Rows from a dataset
** start **

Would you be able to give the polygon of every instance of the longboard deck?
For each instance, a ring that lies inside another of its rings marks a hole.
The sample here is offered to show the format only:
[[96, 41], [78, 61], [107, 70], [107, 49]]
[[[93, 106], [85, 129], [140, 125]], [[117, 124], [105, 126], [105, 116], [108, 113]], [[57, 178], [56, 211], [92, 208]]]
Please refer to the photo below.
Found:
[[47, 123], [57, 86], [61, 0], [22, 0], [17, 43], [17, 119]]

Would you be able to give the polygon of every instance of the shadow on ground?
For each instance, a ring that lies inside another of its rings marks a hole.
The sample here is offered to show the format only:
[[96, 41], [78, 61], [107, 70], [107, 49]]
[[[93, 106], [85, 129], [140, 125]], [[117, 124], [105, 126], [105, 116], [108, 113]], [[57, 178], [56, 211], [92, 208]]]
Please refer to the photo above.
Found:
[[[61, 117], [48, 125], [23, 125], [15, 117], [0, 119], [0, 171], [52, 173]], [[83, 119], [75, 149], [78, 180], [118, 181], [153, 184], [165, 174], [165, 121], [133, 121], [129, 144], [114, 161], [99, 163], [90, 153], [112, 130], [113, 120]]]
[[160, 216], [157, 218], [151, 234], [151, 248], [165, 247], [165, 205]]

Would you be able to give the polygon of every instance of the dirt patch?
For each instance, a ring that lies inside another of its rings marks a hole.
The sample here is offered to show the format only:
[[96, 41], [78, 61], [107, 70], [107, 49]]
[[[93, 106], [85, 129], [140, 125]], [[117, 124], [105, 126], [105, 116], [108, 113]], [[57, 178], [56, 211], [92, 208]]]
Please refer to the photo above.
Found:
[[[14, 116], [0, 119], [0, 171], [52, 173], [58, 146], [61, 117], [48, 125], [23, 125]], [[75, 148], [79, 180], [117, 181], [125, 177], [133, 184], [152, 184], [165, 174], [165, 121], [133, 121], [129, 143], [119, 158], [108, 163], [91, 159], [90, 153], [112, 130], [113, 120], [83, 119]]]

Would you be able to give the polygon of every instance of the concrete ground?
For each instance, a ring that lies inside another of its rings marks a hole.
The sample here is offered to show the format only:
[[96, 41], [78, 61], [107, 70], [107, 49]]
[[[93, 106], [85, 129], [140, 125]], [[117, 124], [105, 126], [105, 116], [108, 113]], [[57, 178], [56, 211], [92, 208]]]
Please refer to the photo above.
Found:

** end **

§ Description of the task
Express the rows as a JSON list of strings with one string per line and no blank lines. Begin at the line that contains "the dirt patch?" and stop after the last line of the rows.

§ Result for this task
[
  "Would you be able to give the polygon of every instance of the dirt patch?",
  "For each instance, a ring that lies inside another of its rings marks a hole.",
  "The sample here is offered to show the format only:",
  "[[96, 41], [78, 61], [107, 70], [107, 49]]",
  "[[[93, 106], [85, 129], [140, 125]], [[117, 124], [105, 126], [105, 116], [108, 113]], [[57, 178], [56, 211], [92, 208]]]",
  "Please refer to the photo above.",
  "Found:",
  "[[[14, 116], [0, 119], [0, 171], [52, 173], [58, 146], [61, 117], [48, 125], [23, 125]], [[75, 148], [79, 180], [117, 181], [125, 177], [133, 184], [152, 184], [165, 174], [165, 121], [133, 121], [129, 143], [119, 158], [108, 163], [91, 159], [90, 153], [112, 130], [113, 120], [83, 119]]]",
  "Would you be able to give the polygon of every instance of the concrete ground?",
  "For each instance, a ring that lies inside another of its rings marks a hole.",
  "The sample here is offered to show the format only:",
  "[[96, 41], [78, 61], [107, 70], [107, 49]]",
  "[[[93, 106], [85, 129], [140, 125]], [[117, 124], [105, 126], [105, 116], [108, 113]], [[57, 178], [56, 211], [92, 208]]]",
  "Please refer to the photo above.",
  "Found:"
]